- _Input for this task_:
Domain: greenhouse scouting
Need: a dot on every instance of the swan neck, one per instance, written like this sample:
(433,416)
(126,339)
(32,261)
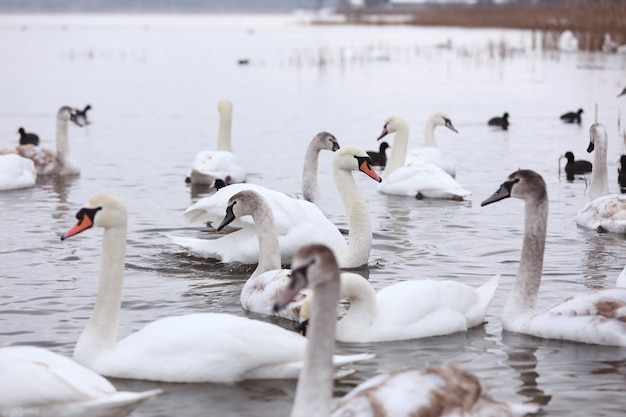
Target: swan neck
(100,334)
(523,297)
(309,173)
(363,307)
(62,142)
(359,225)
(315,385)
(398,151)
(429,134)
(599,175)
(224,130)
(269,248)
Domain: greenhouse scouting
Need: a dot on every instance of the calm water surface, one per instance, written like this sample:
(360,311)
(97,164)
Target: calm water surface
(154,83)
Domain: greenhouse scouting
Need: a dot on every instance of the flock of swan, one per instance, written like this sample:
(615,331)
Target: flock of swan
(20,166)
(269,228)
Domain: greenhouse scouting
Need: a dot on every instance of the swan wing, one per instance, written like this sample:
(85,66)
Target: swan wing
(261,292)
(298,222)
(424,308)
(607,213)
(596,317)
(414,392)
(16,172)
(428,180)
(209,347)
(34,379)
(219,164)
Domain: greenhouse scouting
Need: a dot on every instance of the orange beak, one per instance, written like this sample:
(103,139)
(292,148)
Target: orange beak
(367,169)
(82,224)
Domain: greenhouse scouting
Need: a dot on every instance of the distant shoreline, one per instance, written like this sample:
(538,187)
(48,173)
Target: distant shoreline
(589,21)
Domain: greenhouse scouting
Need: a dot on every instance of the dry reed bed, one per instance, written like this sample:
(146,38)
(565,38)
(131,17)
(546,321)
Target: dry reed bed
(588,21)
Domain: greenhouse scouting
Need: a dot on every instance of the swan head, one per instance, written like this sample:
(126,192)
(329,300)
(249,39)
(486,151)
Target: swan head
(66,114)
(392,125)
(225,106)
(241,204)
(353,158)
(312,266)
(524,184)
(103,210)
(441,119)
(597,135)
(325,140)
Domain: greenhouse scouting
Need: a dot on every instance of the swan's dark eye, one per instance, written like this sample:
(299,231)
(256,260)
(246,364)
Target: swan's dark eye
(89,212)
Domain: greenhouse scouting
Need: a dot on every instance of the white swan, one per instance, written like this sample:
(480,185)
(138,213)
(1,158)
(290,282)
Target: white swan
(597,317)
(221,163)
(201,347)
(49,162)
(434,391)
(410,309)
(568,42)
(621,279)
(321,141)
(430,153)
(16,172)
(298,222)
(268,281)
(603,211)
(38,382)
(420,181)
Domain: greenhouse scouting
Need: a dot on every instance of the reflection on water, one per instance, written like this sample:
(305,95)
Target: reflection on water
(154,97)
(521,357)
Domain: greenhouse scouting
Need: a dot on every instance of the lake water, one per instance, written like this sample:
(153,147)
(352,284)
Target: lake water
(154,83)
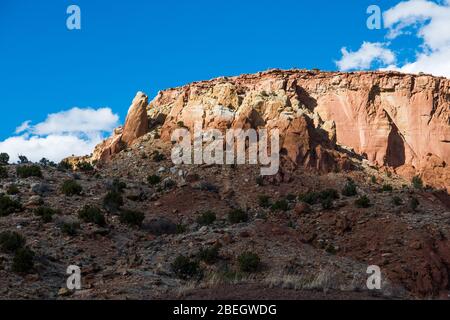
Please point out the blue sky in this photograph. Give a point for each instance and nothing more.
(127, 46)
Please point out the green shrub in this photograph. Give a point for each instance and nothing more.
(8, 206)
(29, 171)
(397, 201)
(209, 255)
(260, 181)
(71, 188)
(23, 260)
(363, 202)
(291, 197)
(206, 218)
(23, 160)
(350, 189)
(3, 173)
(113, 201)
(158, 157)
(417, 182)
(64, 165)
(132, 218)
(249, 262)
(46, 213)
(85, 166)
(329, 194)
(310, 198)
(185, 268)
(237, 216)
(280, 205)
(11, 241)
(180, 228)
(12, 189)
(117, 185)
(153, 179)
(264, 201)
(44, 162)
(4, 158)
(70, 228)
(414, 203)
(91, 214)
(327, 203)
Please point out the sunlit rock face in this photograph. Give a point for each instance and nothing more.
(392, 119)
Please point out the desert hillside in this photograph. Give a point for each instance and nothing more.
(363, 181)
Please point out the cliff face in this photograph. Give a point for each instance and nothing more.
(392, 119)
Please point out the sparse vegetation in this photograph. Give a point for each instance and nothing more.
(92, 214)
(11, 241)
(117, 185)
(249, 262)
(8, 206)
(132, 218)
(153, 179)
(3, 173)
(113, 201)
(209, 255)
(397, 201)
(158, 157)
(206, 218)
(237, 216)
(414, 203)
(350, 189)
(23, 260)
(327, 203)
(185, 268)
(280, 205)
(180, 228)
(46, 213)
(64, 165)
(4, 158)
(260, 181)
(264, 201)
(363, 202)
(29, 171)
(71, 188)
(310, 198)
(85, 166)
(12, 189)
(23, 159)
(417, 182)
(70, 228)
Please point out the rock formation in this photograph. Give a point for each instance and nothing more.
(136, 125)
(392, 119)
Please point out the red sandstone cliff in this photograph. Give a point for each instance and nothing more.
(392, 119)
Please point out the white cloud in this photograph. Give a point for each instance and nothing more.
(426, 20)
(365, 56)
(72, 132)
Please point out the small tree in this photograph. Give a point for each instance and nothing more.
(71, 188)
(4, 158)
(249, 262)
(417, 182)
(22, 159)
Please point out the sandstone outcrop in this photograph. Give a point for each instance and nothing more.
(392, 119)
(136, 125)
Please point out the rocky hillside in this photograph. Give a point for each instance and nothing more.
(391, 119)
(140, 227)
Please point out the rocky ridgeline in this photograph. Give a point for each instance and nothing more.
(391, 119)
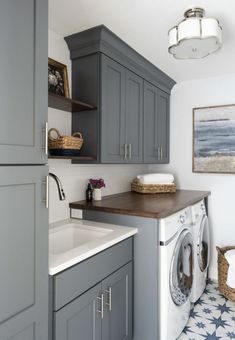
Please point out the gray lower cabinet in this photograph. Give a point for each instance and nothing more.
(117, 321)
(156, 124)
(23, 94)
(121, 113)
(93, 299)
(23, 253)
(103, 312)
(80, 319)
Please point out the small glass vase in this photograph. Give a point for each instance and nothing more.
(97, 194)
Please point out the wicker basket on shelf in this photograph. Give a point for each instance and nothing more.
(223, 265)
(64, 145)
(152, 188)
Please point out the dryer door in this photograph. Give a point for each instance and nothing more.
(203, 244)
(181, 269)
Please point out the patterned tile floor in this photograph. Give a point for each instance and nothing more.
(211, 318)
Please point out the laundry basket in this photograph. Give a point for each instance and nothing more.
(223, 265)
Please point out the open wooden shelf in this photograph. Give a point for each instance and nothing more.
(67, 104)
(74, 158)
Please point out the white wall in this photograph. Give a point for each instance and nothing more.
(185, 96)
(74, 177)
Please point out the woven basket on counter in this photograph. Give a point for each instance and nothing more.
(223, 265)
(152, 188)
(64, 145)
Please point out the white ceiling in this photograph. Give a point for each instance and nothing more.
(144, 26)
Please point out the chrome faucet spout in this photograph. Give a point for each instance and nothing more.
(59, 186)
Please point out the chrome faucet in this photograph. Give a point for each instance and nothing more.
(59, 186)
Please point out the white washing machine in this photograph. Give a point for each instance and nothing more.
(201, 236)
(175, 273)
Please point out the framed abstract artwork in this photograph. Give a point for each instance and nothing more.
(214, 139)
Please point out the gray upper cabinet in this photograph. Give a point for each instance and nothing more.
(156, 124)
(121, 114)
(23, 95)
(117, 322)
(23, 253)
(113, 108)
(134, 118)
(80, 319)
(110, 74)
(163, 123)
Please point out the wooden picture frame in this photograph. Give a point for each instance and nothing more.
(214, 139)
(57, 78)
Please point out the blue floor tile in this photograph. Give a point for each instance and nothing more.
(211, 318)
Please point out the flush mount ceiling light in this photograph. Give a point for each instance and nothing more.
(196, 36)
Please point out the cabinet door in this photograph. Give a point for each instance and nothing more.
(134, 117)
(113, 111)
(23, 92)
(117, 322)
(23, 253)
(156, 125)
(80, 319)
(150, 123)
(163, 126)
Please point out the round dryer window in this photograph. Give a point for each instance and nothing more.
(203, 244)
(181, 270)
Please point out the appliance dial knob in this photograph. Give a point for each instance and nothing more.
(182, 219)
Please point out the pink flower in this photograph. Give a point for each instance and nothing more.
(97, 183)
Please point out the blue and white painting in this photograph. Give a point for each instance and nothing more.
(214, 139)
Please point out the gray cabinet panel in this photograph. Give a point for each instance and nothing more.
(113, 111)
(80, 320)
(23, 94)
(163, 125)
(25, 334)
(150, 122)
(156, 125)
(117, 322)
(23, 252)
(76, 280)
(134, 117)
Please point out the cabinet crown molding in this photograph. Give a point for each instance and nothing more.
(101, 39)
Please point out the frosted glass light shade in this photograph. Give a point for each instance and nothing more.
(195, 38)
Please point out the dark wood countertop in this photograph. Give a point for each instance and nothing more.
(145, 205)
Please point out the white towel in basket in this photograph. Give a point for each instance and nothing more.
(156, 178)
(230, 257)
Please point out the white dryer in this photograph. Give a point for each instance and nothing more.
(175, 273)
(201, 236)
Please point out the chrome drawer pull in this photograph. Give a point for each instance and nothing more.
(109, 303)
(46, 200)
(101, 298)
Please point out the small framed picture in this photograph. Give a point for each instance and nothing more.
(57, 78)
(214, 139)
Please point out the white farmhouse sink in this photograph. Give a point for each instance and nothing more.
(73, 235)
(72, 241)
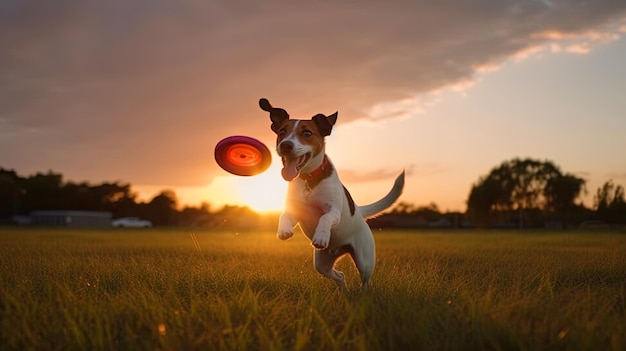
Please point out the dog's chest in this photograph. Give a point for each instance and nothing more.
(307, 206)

---

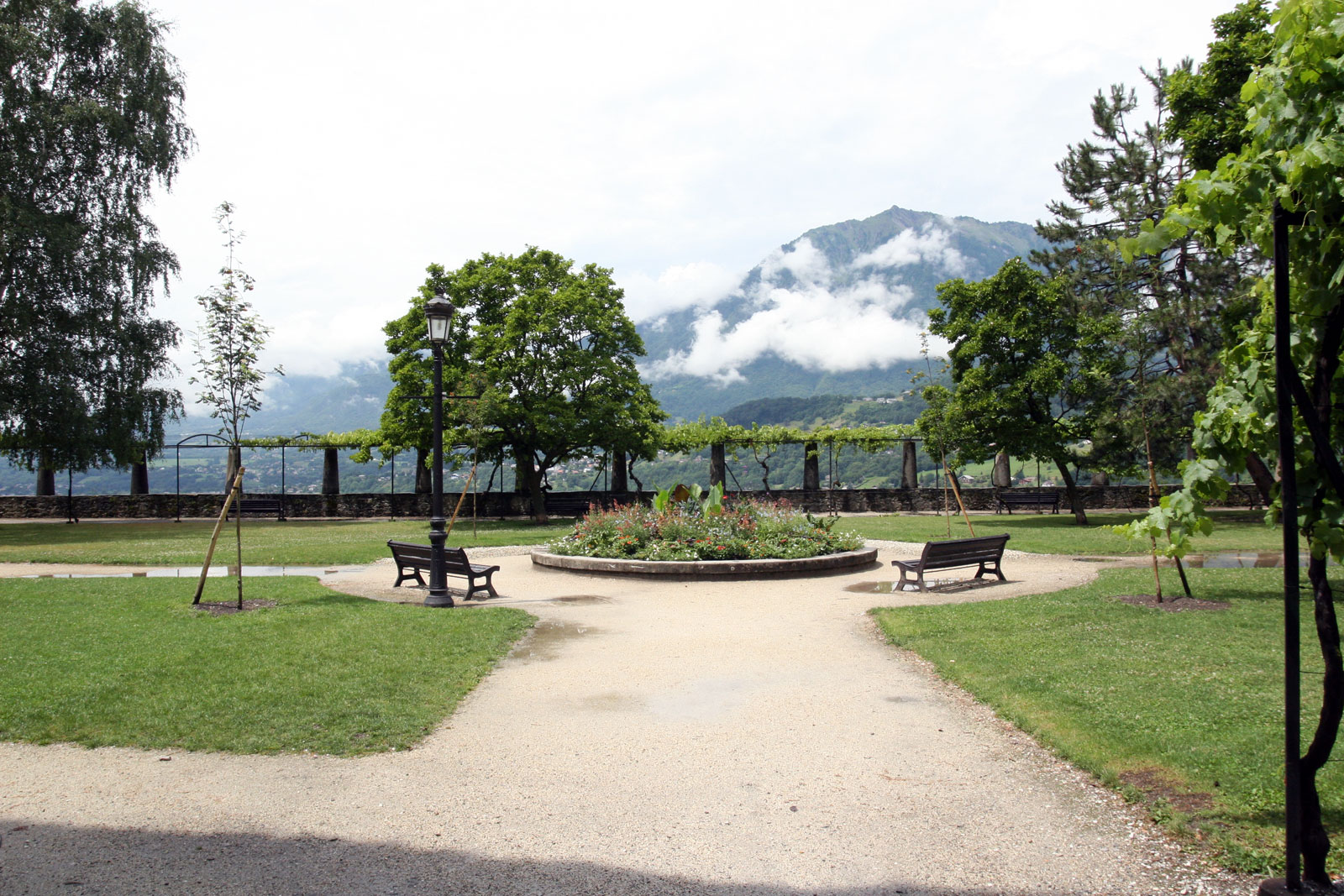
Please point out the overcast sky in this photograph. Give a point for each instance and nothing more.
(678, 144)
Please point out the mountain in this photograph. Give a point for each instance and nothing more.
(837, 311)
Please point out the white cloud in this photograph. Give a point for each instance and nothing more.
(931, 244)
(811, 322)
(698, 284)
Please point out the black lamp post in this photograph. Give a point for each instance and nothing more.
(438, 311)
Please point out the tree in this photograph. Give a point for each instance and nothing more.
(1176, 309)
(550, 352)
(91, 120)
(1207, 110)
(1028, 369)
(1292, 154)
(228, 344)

- _Assignment_: From the entries above, select each line containing the string "Need".

- _Written answer_:
Need: a dot on every instance of the swan neck, one per instance, written like this sample:
Need: a dot on every instance of the calm water surface, one per instance, written like this sample:
Need: a dot on every instance of the flock of swan, one per instance, written like this sample:
Need: a dot on every instance of the swan wing, one per instance, written like this sample:
Need: a dot on every instance of the orange beak, one per instance, written like this sample:
Need: a dot on every instance of the distant shoreline, one per instance, written like this sample:
Need: a dot on every instance of the dry reed bed, one per instance, written like this sample:
Need: a dot on every instance of the swan head, one per instance, written like this sample:
Need: a dot on every instance of the swan's dark eye, one per instance, written like this sample:
Need: a dot on every instance of the white swan, one per instance, written like this sample:
Need: a dot on every instance of the reflection on water, one per instance, written like this sample:
Need: a dot on every instance of the lake water, one per instance, written like this sample:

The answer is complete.